[Extracted records]

::::

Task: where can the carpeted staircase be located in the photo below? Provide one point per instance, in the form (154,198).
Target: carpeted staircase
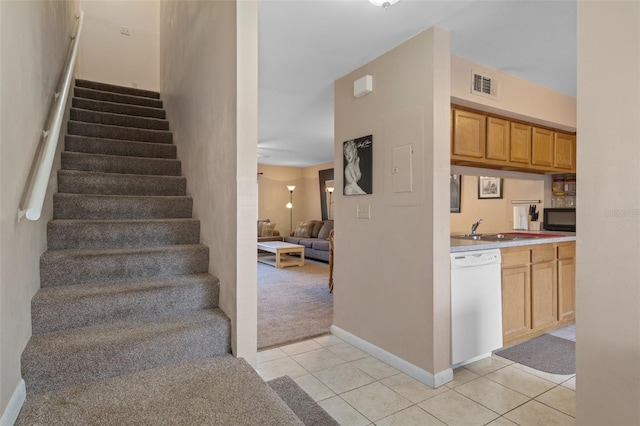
(125,286)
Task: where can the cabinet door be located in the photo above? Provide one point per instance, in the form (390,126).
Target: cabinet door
(468,134)
(542,147)
(566,289)
(520,147)
(516,302)
(544,294)
(498,132)
(564,151)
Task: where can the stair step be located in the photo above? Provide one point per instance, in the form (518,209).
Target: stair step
(213,391)
(117,89)
(81,266)
(81,182)
(66,358)
(95,145)
(107,234)
(117,132)
(111,119)
(117,108)
(99,95)
(101,207)
(120,164)
(67,307)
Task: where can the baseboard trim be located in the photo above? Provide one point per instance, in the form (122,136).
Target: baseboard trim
(10,414)
(421,375)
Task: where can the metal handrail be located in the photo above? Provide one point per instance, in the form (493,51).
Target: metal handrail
(39,179)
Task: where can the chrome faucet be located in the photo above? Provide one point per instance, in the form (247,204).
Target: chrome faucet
(474,227)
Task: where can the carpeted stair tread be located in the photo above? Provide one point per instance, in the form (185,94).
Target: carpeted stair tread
(114,119)
(99,95)
(118,108)
(105,87)
(118,132)
(95,145)
(67,307)
(220,391)
(72,267)
(98,352)
(120,164)
(106,234)
(81,182)
(100,207)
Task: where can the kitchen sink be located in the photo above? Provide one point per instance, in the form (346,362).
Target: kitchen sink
(507,236)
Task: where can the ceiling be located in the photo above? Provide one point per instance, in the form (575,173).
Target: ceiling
(304,45)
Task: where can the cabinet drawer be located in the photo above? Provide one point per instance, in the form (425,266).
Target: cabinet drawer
(543,253)
(511,257)
(566,251)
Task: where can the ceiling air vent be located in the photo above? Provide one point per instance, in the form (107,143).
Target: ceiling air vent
(484,85)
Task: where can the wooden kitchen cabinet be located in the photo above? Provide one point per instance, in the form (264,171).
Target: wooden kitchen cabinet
(564,151)
(520,149)
(542,147)
(566,281)
(469,134)
(498,139)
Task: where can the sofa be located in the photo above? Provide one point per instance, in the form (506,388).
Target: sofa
(314,236)
(267,231)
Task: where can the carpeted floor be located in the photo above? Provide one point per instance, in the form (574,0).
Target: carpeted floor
(294,303)
(546,353)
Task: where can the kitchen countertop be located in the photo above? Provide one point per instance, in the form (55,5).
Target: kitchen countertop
(459,245)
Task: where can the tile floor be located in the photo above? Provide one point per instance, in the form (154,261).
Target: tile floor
(357,389)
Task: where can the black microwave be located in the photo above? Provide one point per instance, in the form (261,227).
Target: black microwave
(560,219)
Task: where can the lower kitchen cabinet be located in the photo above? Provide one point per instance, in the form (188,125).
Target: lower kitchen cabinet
(538,290)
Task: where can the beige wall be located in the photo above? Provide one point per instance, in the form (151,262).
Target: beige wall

::::

What the task requires » A faithful copy of all the entries is required, pictures excluded.

Solution for this exercise »
Task: where can the carpeted staircase be located in the photo below? Provide one point per instance, in the form (154,198).
Target: carpeted staircase
(125,286)
Task: where can the cabinet door be located in the photo above? Provide one point per instance, in the form (390,126).
Target: cabinet door
(468,134)
(542,147)
(566,289)
(520,147)
(516,302)
(544,294)
(498,132)
(564,151)
Task: where can the stair step be located in the photo above? Provide one point per instance, in the form (518,209).
Target: stair step
(213,391)
(117,89)
(81,266)
(81,182)
(66,358)
(95,145)
(107,234)
(117,132)
(111,119)
(117,108)
(99,95)
(101,207)
(120,164)
(67,307)
Task: where can the baseboard trim be located in the photo above? Provide one point per instance, in the form (122,136).
Target: baseboard trim
(10,414)
(421,375)
Task: where can the metal handrail be located in the photo above? Provide one point per instance, in the form (493,51).
Target: metal handrail
(39,179)
Task: where can the chrome faucet be located in the photo above? Provide one point per instance, in the form (247,204).
Target: chrome faucet
(474,227)
Task: where can the carpeted stair tread be located in the photo above? Provide one point per instance, in the form (185,94).
Target: carpeted stair tread
(114,119)
(99,95)
(118,108)
(105,87)
(118,132)
(95,145)
(67,307)
(220,391)
(72,267)
(98,352)
(120,164)
(106,234)
(81,182)
(100,207)
Task: where can the kitchen sink be located in the photo above? Provide one point per instance, in the form (346,362).
Target: kitchen sink
(507,236)
Task: where can the ceiling be located in the photo above? Provide one point per instance, in the form (575,173).
Target: ceiling
(304,45)
Task: where can the cabinet drawer be located in the photo above? Provide one point per instance, in the form (425,266).
Target: cabinet drawer
(543,253)
(511,257)
(566,251)
Task: where can the ceiling air vent be located in the photo above? Provide one point per instance, in the form (107,143).
Target: ceiling air vent
(484,85)
Task: where can the wooden kitchen cabinet be located in the photo above? Provide one point per instance, in the form (264,171).
Target: wooden kitchen cabinet
(564,151)
(520,149)
(542,147)
(566,281)
(469,134)
(498,139)
Task: where can the sofa be located in the photo above? Provide one point per instance, in the form (506,388).
Target: sofa
(314,236)
(267,231)
Task: where can the carpeted floor be located in the photo above? Provide one point per instance, in the form (574,0).
Target: carpeted floor
(294,303)
(546,353)
Task: where can the kitchen countertop be located in the photo above? Provide one point per instance, in the form (55,5).
Target: kitchen countertop
(459,245)
Task: where can the tile floor be located in the photo above? Provide one point per instance, in the form (154,261).
Target: tile floor
(357,389)
Task: where can the black microwave be located in the photo above? Provide one point per instance, in the form (261,227).
Target: black microwave
(560,219)
Task: where can the lower kitchen cabinet be located in the photo above? Provide one point per instance, in the form (188,125).
Target: lower kitchen cabinet
(538,290)
Task: where can the beige wall be located in the photo above? Provide one point per instance, in the form (151,262).
Target: beige wall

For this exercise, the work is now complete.